# TO DO
Carry on writing the Land Rover Defender news article from the point where it ends.

# DOCUMENT
## Begin
Demand for final Land Rover Defenders soaring

Published: 14 February 2015 Updated: 05 March 2015

► Demand for final Defenders up 20%
► Last of veteran 4x4s due in December
► Tipped to sell out by summer 2015

Demand for the soon-to-be-killed Land Rover Defender is jumping as buyers look to snap up one of the venerable British off-roading icons.

The company has increased production at the Lode Lane factory in Solihull from 100 a day to 120 in recent weeks to cope with the rise in demand for the Defender. 

And Land Rover has stretched the single shift by adding five extra hours a week to meet the growing interest.

Land Rover Defender: the end of an era

Jaguar Land Rover confirmed in January that the final Defenders would be built in December 2015 – in Britain, at least.

For it has admitted the possibility that it might switch Defender production abroad for its twilight years. An easy step for a company with Indian owners and a foothold in China and south America.

The car will soon become uneconomic to keep in sync with European safety and emissions regulations, forcing Land Rover to pull the plug on production stretching back – in one shape or form – all the way back to the company’s roots in 1948.
## End
# GIVEN DATA
## Begin
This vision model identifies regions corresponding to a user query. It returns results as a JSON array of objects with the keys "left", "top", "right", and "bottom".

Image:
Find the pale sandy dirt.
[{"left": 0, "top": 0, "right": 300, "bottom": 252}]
## End
# WRITTEN RESPONSE
Will it really sell out early, or is it just a publicity stunt?

Privately, Land Rover officials predict the Defender could sell out by the time the special anniversary editions arrive this summer. They would say that, wouldn’t they? But there’s no denying the added interest in 4×4 circles. They simply don’t make ’em like this any more…

Gregg Niblett, manufacturing manager in charge of the Defender line, told CAR that Land Rover could increase production even further if it needed to.

‘We are building 122 Defenders a day at present which is pretty flat-out,’ he said. ‘If we wanted to increase that, we’d have to add another shift. I’m not sure we need to yet, but if there is more and more demand, we will look at it.’

Five hundred staff work on the Defender line and they’re already putting more hours in. CAR witnessed the line in action this week and can confirm it’s an incredibly manual process, with fewer than 10 robots on the whole line – compared with 328 to build a Range Rover on the other side of the same plant in Lode Lane, Solihull.

What’s next for the Defender?

The model will be replaced in Land Rover’s line-up. It has already shown the DC100 concepts to give an inkling of a possible new direction, but CAR understands quite a different proposition is likely, mixing old and new with a wide model footprint to cater for different types of buyer.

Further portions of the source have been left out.